TRILIEGI: Do you believe in a school of thought, or does the individual artist still have the power to express something alone ? 

GREGG: Tough question, it sort of goes in a lot of directions. I believe we are all so embedded in our time and world that we are more or less completely defined by it, especially in this supersaturated media culture. The world seems to be made smaller by technology but at the same time fragmented, shattered and without boundaries.

I believe we are all formed by our environment and can’t escape our place and time. We all build on the work and accomplishments of others and operate in the context of our culture. Artists have always fed off of other artists; there is no avoiding it and no shame in it. I don’t think any of us exist alone, as some sort of outsider. A favorite quote seems applicable here: “we are only as original as the obscurity of our sources”.  But I also believe that we each provide a slight shading or slight shift in perspective to the larger culture.

For about 5 years I helped coordinate and curate an artist run gallery here in Kansas City. There was a core group of artists who showed consistently over that time and occasionally you could see some direct lifting of ideas or stylistic crossing over, but for the most part the artists involved were distinctly defined in interests and direction. What did seem to be shared and what did get passed around was the energy, the ambition, and the desire to be a participant in what was happening, an impulse to step it up.  So there was a sort of school of energy more than thought. At this point in our culture, which is so fragmented, and has unlimited options for expression, it seems almost impossible to narrow to a school of thought in any traditional sense, everything can and does co-exist simultaneously and it makes for a much more vibrant conversation. I trust that in a hundred years the art historians will put the labels on what is happening now and give the names to the schools of thought.




 TRILIEGI: The craftsmanship in your work is amazing, how long have you been painting and who were / are your influences as an artist ?

▸ WRITTEN TASK A: Keep only the lines of the records below that contain the word "napkin", copying each one. Case counts.

▸ EXERCISE MATERIALS:

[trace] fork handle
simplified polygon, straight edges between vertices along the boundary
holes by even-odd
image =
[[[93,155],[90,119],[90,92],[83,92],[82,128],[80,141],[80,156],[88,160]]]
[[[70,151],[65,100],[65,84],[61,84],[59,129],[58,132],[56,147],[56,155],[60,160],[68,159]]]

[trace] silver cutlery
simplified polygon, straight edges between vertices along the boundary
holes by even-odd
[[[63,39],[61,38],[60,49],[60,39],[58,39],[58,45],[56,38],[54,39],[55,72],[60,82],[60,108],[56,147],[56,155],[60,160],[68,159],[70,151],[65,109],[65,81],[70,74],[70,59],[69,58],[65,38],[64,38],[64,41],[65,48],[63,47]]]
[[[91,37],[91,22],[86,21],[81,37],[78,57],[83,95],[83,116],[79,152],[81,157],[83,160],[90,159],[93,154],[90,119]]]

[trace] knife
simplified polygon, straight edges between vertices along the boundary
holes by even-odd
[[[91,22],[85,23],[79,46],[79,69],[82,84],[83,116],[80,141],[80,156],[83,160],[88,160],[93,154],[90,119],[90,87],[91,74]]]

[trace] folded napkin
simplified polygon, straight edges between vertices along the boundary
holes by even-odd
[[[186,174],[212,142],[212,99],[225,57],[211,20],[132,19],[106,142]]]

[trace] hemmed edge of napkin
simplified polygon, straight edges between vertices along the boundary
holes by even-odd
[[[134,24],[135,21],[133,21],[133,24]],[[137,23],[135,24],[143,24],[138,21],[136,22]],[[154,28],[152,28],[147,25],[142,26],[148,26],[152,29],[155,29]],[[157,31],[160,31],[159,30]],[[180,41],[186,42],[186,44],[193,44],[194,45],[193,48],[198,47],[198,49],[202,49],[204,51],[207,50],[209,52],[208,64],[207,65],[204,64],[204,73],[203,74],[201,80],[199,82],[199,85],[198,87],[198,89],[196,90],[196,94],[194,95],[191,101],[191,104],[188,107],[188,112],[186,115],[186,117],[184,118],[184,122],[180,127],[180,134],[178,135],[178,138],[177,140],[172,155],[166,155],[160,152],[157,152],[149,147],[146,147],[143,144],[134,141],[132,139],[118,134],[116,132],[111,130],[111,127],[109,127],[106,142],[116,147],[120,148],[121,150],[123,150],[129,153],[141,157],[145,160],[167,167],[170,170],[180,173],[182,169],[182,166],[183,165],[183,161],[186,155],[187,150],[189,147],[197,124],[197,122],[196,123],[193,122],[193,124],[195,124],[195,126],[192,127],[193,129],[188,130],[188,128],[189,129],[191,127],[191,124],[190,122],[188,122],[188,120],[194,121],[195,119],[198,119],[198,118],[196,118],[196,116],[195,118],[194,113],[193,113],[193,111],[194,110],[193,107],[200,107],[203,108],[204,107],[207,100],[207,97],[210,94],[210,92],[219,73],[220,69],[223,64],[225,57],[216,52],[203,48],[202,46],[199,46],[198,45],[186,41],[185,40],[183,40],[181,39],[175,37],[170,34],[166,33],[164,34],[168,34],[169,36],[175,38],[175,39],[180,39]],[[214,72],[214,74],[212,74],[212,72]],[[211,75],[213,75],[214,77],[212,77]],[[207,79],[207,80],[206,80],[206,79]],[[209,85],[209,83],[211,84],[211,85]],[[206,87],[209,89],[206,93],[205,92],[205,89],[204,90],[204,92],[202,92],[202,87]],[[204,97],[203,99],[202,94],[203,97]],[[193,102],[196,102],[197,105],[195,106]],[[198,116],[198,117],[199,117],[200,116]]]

▸ WRITTEN TASK B: In the interview above, list every way Gregg says the world seems to be in the sentence beginning "The world seems to be made smaller".

▸ EXPECTED ANSWER A:
[trace] folded napkin
[trace] hemmed edge of napkin

▸ EXPECTED ANSWER B:
- made smaller by technology
- fragmented
- shattered
- without boundaries